Once the pictures are removed, reproduce what is left of the data below exactly.

[Stored data entries]
- - -

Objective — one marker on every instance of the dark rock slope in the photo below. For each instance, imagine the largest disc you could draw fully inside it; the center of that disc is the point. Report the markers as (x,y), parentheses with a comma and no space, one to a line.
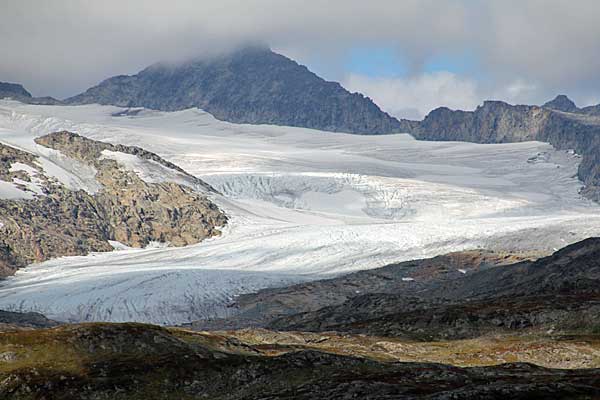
(406,278)
(557,294)
(61,221)
(17,92)
(559,123)
(253,85)
(133,361)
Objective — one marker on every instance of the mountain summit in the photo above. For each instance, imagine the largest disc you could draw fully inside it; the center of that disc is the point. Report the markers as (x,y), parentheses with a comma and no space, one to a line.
(253,85)
(562,103)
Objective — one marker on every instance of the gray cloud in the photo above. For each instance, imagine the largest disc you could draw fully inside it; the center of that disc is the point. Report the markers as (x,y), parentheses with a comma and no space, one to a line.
(61,47)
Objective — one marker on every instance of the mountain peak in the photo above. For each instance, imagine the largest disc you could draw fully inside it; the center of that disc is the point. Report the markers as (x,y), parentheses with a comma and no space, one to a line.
(561,103)
(252,85)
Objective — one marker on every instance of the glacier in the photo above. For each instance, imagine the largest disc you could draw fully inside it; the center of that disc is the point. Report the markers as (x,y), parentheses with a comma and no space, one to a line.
(303,204)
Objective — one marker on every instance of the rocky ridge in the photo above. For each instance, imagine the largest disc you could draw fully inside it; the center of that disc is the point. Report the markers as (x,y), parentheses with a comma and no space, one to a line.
(253,85)
(457,296)
(54,220)
(500,122)
(133,361)
(17,92)
(558,293)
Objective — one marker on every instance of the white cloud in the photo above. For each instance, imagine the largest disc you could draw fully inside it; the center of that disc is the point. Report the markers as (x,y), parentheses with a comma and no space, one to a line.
(414,97)
(61,47)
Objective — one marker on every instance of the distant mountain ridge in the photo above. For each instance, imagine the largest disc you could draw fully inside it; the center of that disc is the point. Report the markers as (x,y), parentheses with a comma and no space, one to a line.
(253,85)
(500,122)
(17,92)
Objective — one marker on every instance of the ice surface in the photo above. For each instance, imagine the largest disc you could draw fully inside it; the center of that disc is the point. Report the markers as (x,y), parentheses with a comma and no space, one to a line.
(303,204)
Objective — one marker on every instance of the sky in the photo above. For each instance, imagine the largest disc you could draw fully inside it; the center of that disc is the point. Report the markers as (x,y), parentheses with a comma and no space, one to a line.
(409,56)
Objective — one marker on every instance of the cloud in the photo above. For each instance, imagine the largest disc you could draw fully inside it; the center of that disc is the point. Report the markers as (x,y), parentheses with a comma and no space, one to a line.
(415,96)
(61,47)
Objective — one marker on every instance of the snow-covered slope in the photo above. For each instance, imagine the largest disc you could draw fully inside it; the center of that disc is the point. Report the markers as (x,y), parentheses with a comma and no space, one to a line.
(303,204)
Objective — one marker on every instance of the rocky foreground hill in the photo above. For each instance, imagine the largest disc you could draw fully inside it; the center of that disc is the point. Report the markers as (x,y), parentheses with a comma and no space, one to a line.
(394,341)
(457,296)
(134,361)
(121,193)
(253,85)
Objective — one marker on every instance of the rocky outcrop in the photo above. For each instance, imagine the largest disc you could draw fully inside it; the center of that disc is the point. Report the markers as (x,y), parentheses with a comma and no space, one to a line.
(16,321)
(406,279)
(60,221)
(499,122)
(133,361)
(253,85)
(557,294)
(17,92)
(561,103)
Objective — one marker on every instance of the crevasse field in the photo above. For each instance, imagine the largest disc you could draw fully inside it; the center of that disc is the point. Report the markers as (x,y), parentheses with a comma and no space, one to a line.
(303,204)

- - -

= Answer area =
Objective — one marker on every instance of the dark rock slope in the photo below. For each instance, imagine the largest disc you could draw fully inside it; the center of that disc is the point. Report the markers as (x,y), parentheses with a comma and no space, one to a line.
(406,278)
(557,294)
(61,221)
(17,92)
(559,123)
(253,85)
(133,361)
Objective — one marker on every instance of the mountain summit in the photo above. For each instance, imagine the largest disc you could draw fully inside it; the center of that disc is the point. Report the markers as (x,y), parentheses with a comma and no space, one to a line.
(253,85)
(562,103)
Objective — one marker on every instance of the gray cloud in the photo above. For each instance, imagine the largest disc you could draw fully inside it; the center of that disc is the point. Report the markers as (x,y), parentheses with a comma and no space, one to a line.
(61,47)
Objective — one marker on every instance of the mountain peak in the photo above. For each instance, imagine the largest disc you could draw fully inside it; the center of that disc is the point. Report the markers as (x,y), parentheses with a comma and no space, one to a line.
(561,103)
(252,85)
Objective — one marker on every instance of the glacier in the photo above. For each instance, imagine the largest disc you could draw fully inside it; the center of that disc is the point. Report the markers as (x,y), parentheses with a comma and no space, one to a line.
(303,204)
Objective — one marker on every instance of the rocky ridge in the photo above. For each instance, imagine the largest disc you could draw fully inside it; the center of that disc is the point. Report the markers as (x,y), parentheses with a comma and no space, one to a line.
(253,85)
(457,296)
(54,220)
(500,122)
(133,361)
(17,92)
(558,293)
Objective — one marker on every instance of the white cloud in the photo above. For each instance, imagine the largest disc you could draw fully inside it; the center of that disc is the point. Report the markers as (x,y), parentheses with a comma and no space, one to a line.
(414,97)
(61,47)
Objective — one marker on every instance of the distant mountain ridge in the photo above. For each instance, imagine the largest disc you could draw fully inside it; the center of that disc is the point. Report the markers as (x,y), parentheses with a comma and no space, one to a line.
(253,85)
(500,122)
(17,92)
Objective — one marker on every instance of the ice surface in the photo above. For each instance, imagine the largest disc you could draw fully inside it; the center of that disc is the point. Report the markers as (x,y), parentheses with a comma and no space, one to a line.
(303,204)
Objective — one marker on every instance of the sky in the photo above. For each instance, imagine the largest disc you could draw fully inside it; the center of that disc is the point. Report the markers as (x,y), parentheses with a comma and no space, one to a line.
(409,56)
Objective — one marker on every instance of the cloud in the photo above. For each instance, imagine the largest disc you could draw fully inside it; the center of that disc is the point. Report the markers as (x,y), parentheses with a comma and no space, one to a line.
(415,96)
(61,47)
Objective — one marker on every instance of the snow-covered slope in the photo above. For each instance, imagine the largest disc you could draw fully inside it; the center of that disc is the point. Report the markers as (x,y), parentheses with a comma and no space, one to a line.
(303,204)
Objective — one marker on every instance of the rocky foreground hill in the photo above. For each instance, imagine the largest disc you could draw fully inside it; the center of that disc is the point. Report the markers as (x,y), parentheses with a comma and no space, one to a line.
(394,341)
(457,296)
(134,361)
(121,193)
(253,85)
Objective — one marker on every instance of the rocky outcrop in the photo above. For each instance, imagine the largest disc you could draw fully inside it; the center of that disc is the point. Report the markers as (x,y), parentheses with a comma and no space, one to a line.
(16,321)
(406,279)
(60,221)
(499,122)
(133,361)
(253,85)
(557,294)
(17,92)
(561,103)
Objective — one marker on every instance of the crevasse field in the photo above. For each instance, imagine the largest disc you could draw fully inside it; the center of that disc is the point. Report the markers as (x,y), parentheses with a comma and no space, one to a line.
(303,204)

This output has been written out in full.